*GIVEN TASK*: From the forum thread on sunglasses for large heads, copy out word for word the passage that opens with the words containing "I have fairly" and closes with "(Mar 13, 2003)".

*DOCUMENT EXCERPT*:
>>>
I bought Tifosi Hilos. Check their website as they recommend different glasses for different size mellons.


----------



## hmto (Sep 26, 2007)

I have fairly wide temple area and recently bought Oakley Radars. They come in three lense sizing as well. They are also great at coverage around the eyes.


----------



## johnmyster (Mar 13, 2003)

I don't care how big your head is, Rudy Project Ekynox will make your noggin look tiny.


----------



## VaughnA (Jun 3, 2003)

I'm one of the bighead crowd. I like my Rudy Freeons, fit great and are very durable. And you can't beat the Rudy lens replacement warranty. Mine are 4 years old and still ticking along fine. I've replaced the lenses twice because of scratches or cracks, 15 bucks each time with the warranty.


----------



## murbike (Jan 22, 2004)

I have a gargantuan bean, and I've been wearing Tifosi Kilo for a while. Before that, it was Smith Iforgetthemodel, and before that, Smith Diablo.

I love the Tifosi - as good - if not better optics than the Smiths, lighter, and better looking (IMO) for half the price.


----------



## dadoflam (Jan 19, 2008)

And the winner is...

Thanks for all the suggestions - it was great as a newbie getting such an enthusiastic response - I'm loving this sport!
Anyway - took all suggestions seriously and tried all those available in Australia (which was quite a few)
<<<
*GIVEN DATA*:
>>>
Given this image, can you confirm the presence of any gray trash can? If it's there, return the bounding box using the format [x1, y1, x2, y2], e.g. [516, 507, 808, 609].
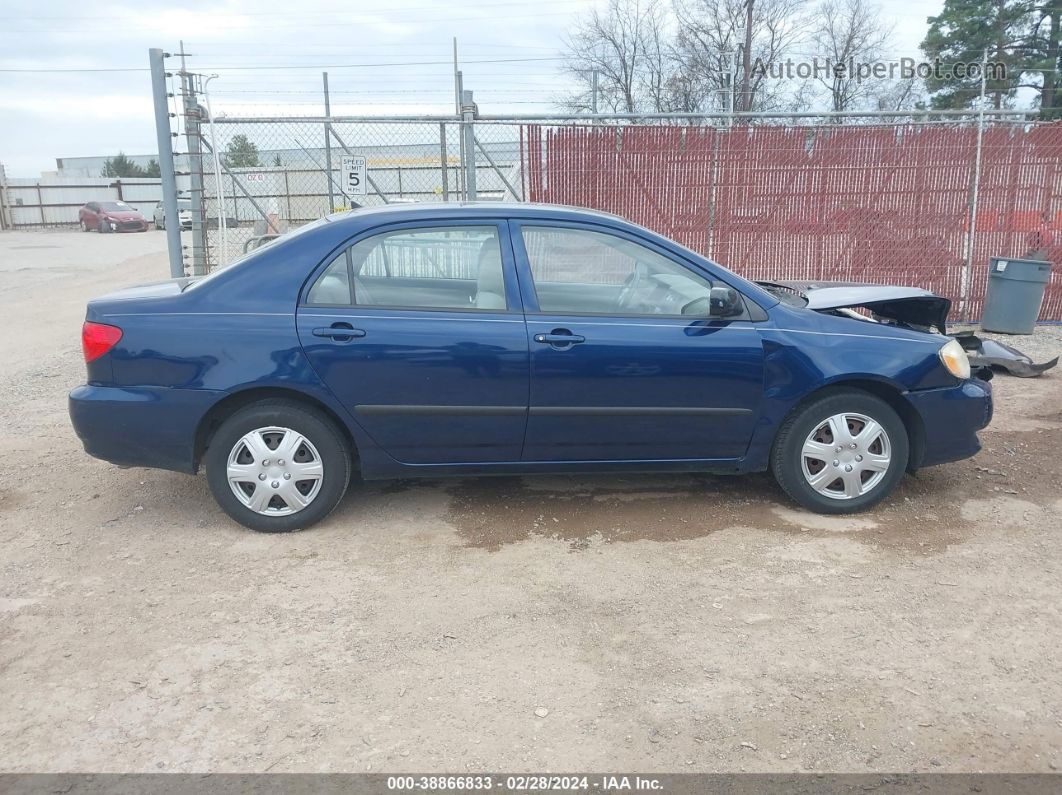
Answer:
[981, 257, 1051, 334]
<<<
*EXERCISE ANSWER*:
I have fairly wide temple area and recently bought Oakley Radars. They come in three lense sizing as well. They are also great at coverage around the eyes.


----------



## johnmyster (Mar 13, 2003)